**The exercise:**
Produce an exact copy of the lines from the line that contains "Target: packaged sweets" to the end of the listing below.

**Records shown:**
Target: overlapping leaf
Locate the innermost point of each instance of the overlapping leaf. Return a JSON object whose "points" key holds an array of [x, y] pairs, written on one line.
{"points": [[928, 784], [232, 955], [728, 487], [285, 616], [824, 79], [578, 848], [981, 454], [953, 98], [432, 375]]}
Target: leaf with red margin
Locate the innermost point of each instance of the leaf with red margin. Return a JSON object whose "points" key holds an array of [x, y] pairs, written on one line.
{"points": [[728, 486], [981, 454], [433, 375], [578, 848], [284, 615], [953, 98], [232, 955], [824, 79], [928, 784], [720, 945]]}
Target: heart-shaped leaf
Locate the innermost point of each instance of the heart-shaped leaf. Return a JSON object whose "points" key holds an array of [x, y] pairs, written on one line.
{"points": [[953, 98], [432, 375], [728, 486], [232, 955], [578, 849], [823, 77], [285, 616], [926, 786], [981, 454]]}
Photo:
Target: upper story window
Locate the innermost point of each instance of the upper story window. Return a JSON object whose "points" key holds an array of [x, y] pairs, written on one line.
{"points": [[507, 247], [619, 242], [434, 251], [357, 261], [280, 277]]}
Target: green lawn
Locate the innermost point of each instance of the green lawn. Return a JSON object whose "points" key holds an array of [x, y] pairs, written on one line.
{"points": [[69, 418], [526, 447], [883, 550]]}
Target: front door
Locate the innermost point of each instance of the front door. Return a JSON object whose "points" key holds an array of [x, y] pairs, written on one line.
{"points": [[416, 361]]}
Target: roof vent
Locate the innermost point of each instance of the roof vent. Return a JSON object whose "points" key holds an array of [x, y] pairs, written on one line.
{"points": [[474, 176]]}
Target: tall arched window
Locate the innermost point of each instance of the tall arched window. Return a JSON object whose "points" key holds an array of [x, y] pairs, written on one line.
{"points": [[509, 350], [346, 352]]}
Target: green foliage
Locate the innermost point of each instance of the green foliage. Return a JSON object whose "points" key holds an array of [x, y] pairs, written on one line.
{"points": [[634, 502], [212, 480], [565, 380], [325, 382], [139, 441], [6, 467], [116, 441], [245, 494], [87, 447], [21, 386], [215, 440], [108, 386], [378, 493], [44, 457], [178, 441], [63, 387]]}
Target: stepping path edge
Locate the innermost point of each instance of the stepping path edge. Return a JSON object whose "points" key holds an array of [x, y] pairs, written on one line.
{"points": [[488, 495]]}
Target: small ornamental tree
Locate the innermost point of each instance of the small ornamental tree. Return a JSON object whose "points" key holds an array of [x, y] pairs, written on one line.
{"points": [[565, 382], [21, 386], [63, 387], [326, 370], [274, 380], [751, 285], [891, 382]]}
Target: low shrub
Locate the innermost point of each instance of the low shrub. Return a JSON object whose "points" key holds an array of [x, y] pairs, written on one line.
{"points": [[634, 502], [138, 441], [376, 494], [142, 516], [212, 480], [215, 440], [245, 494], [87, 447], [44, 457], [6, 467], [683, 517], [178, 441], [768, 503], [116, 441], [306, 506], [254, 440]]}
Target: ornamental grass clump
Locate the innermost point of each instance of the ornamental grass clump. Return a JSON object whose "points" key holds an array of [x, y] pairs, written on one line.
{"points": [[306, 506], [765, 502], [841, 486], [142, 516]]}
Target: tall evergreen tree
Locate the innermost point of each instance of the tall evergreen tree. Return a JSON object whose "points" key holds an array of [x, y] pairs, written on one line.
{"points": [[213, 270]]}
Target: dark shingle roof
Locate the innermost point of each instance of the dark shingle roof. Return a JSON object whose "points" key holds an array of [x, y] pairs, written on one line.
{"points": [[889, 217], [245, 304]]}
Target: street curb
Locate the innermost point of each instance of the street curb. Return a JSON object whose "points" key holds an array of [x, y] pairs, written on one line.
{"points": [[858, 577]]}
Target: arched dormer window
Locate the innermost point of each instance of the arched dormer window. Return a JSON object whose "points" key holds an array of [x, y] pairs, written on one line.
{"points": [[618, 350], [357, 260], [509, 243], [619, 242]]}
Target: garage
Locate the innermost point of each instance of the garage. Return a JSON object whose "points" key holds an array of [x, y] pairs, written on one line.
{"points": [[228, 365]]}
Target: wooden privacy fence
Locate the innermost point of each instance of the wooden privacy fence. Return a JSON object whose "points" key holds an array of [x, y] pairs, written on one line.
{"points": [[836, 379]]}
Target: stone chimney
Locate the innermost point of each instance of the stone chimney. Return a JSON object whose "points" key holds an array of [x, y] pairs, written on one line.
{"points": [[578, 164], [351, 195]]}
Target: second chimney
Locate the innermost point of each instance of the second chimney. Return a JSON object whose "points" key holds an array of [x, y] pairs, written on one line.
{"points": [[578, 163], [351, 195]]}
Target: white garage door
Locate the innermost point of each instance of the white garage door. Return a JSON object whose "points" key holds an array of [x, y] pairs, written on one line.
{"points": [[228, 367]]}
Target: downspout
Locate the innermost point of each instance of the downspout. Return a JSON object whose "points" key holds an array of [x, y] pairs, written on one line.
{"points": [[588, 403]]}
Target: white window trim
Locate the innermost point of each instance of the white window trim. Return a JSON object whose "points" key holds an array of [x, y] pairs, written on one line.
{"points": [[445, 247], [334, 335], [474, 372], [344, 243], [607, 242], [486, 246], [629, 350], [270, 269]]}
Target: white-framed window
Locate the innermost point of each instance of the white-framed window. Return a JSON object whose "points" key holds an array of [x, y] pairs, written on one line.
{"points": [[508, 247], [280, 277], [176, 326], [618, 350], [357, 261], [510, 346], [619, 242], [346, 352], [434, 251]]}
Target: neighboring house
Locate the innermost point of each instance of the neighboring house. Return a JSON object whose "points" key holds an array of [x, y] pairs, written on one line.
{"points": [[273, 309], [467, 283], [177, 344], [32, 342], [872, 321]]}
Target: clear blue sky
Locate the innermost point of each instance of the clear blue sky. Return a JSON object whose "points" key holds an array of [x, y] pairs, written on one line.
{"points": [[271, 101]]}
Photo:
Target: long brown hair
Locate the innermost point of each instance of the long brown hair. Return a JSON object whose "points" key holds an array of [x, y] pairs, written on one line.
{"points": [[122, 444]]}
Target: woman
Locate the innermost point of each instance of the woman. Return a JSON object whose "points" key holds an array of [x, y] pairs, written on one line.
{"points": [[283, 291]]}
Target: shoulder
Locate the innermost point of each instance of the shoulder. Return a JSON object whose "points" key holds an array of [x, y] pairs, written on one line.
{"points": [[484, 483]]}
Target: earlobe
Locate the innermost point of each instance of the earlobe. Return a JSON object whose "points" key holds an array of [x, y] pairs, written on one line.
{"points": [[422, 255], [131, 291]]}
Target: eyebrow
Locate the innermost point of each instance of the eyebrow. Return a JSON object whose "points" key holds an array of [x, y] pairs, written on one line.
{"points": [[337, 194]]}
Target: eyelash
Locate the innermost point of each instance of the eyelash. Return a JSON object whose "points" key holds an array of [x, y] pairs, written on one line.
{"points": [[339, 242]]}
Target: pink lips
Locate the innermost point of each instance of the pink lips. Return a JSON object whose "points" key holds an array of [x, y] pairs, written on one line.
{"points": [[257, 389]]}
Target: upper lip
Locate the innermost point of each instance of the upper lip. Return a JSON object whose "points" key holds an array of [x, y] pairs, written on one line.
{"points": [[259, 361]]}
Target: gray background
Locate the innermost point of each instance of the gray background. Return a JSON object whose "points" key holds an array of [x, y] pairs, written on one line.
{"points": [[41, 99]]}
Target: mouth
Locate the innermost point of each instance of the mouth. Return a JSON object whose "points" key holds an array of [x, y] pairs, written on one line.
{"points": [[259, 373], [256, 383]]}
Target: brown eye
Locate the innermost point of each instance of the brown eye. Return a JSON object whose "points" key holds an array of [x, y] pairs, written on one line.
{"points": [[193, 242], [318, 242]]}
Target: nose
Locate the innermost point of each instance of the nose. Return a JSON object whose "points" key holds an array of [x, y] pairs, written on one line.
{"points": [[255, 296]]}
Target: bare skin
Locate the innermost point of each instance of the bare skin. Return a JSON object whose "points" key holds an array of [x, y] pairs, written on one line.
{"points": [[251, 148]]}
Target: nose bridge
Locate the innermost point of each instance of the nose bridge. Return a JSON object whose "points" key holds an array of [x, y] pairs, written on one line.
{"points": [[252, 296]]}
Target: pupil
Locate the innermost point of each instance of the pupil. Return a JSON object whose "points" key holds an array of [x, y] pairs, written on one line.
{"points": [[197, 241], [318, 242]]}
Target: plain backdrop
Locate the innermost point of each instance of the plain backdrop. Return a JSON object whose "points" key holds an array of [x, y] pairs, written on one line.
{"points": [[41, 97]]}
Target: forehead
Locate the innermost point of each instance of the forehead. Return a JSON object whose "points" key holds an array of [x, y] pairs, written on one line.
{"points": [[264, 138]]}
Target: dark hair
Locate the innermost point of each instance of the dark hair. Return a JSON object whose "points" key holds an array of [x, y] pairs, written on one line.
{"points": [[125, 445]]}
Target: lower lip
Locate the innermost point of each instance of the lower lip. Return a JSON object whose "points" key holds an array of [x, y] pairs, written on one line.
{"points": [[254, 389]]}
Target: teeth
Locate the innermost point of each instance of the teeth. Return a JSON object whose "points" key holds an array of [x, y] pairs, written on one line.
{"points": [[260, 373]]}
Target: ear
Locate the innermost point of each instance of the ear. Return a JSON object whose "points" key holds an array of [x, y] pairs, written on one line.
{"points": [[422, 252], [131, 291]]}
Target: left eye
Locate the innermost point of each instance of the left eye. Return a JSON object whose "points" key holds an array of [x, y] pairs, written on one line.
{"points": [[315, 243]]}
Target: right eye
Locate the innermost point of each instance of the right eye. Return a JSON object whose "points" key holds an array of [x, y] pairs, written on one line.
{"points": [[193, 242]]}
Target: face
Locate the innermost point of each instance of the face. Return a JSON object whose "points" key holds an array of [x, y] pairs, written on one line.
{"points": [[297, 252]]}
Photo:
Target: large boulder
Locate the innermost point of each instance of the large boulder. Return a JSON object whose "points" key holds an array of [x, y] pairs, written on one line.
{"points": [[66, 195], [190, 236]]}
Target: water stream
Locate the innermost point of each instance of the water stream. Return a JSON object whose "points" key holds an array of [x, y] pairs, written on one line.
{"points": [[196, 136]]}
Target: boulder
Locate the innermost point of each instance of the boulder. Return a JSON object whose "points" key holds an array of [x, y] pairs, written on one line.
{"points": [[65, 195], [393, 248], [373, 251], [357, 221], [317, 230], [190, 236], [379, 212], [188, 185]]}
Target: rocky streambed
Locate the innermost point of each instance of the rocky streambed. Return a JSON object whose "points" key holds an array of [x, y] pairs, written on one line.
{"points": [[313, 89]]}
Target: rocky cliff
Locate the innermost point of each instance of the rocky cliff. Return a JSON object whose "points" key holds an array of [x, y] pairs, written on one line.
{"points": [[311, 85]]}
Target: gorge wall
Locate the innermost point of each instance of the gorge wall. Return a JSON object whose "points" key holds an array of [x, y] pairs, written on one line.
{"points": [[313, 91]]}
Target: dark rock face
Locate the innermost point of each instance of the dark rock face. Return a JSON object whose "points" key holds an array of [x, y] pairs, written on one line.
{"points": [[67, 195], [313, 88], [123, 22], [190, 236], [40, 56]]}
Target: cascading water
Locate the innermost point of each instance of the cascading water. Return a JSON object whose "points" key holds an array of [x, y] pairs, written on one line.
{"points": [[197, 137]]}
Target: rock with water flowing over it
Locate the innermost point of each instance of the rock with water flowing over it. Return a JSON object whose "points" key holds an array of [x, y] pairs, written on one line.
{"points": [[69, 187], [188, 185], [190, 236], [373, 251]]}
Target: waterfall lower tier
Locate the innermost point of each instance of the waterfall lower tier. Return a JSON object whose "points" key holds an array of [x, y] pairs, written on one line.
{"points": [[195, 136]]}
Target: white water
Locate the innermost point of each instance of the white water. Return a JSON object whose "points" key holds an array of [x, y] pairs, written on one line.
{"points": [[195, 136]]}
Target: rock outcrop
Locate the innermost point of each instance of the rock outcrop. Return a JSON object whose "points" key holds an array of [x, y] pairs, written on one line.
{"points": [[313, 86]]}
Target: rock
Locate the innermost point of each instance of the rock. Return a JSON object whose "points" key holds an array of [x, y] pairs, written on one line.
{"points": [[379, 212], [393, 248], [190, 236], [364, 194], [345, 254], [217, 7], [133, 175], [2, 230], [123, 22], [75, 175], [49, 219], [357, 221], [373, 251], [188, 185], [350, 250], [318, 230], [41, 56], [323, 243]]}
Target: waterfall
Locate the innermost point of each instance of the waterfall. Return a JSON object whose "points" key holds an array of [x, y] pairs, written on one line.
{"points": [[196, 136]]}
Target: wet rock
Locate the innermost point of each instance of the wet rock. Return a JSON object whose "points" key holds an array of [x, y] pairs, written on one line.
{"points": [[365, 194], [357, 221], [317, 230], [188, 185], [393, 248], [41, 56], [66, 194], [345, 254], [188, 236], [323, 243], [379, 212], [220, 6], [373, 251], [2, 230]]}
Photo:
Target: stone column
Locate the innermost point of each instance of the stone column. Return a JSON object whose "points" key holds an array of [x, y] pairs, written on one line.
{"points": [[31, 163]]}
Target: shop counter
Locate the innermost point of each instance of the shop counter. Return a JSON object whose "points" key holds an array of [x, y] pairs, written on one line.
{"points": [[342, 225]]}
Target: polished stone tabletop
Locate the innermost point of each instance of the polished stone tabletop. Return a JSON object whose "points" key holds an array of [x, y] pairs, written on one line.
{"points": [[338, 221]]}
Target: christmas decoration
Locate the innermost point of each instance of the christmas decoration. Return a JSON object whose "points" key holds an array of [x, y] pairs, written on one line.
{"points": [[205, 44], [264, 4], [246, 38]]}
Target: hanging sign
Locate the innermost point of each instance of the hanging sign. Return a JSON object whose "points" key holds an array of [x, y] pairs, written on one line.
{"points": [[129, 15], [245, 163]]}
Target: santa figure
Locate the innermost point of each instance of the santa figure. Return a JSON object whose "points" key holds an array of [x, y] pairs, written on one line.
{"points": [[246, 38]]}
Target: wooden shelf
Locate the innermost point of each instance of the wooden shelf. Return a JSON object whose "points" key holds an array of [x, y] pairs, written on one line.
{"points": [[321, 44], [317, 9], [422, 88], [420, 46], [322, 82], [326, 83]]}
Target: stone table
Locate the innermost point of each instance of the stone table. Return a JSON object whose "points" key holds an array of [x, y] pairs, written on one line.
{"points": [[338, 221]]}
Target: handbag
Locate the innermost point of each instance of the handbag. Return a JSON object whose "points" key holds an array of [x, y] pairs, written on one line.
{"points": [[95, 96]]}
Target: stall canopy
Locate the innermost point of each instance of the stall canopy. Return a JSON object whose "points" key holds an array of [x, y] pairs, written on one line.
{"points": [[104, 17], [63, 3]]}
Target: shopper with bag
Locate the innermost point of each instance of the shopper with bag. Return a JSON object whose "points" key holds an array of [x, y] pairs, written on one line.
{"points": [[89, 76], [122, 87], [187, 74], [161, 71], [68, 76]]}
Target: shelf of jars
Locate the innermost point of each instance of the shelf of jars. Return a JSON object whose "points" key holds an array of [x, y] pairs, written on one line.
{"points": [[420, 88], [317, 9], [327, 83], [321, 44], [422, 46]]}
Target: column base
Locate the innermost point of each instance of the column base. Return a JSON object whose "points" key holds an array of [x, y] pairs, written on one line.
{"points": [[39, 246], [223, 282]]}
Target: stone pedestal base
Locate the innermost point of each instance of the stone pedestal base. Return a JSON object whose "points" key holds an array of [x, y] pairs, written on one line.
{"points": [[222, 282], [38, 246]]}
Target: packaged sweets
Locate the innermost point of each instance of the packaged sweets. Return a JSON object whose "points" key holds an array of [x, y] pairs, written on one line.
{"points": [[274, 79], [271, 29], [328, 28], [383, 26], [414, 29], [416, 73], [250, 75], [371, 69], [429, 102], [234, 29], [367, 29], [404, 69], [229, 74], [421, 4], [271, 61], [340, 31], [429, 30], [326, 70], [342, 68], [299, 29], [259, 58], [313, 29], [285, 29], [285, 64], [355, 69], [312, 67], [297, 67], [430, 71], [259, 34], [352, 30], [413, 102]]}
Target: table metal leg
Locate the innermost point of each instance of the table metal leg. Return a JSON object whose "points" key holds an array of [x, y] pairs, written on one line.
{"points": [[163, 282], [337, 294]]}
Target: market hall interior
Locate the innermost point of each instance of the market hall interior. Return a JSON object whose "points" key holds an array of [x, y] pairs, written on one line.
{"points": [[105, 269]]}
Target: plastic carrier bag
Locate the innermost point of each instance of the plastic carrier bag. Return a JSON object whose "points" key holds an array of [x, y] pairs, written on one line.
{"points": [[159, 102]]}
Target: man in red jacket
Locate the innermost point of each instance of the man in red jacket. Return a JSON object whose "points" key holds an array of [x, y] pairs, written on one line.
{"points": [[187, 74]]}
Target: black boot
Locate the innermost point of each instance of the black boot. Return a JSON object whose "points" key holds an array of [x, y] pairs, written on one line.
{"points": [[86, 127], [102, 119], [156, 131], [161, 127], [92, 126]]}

**Answer to this exercise:**
Target: packaged sweets
Locate the innermost point of each instance of the packaged sweets. Return a JSON object whose "points" key holds an array of [x, y] pairs, written on one line.
{"points": [[274, 79], [271, 29], [328, 28], [383, 26], [414, 29], [416, 73], [250, 75], [371, 69], [429, 102], [234, 29], [367, 29], [404, 69], [229, 74], [421, 4], [271, 61], [340, 31], [429, 30], [326, 70], [342, 68], [299, 29], [259, 58], [313, 29], [285, 29], [285, 64], [355, 69], [312, 67], [297, 67], [430, 71], [259, 34], [352, 30], [413, 102]]}
Target: table metal leg
Locate the innermost point of each instance of the table metal leg. Return a JSON object whose "points" key holds an array of [x, y] pairs, written on one line.
{"points": [[163, 282], [337, 294]]}
Target: market hall interior
Locate the innermost point of each instance of the market hall interior. Return a JSON object whose "points" key holds an array of [x, y] pairs, written on one line.
{"points": [[105, 269]]}
Target: plastic carrier bag
Locate the innermost point of each instance of the plastic carrier bag. Return a JSON object whose "points" key holds an array of [x, y] pairs, written on one line.
{"points": [[159, 102]]}
Target: man in red jacket
Locate the innermost point of each instance of the man in red jacket. Return a JSON object whose "points" key holds an array of [x, y] pairs, written on one line.
{"points": [[187, 74]]}
Target: black boot
Locate the innermost point of each instance of the black boot. Return a JSON object whose "points" key holds an array of [x, y] pairs, written on one line.
{"points": [[86, 127], [102, 119], [156, 131], [161, 127], [92, 126]]}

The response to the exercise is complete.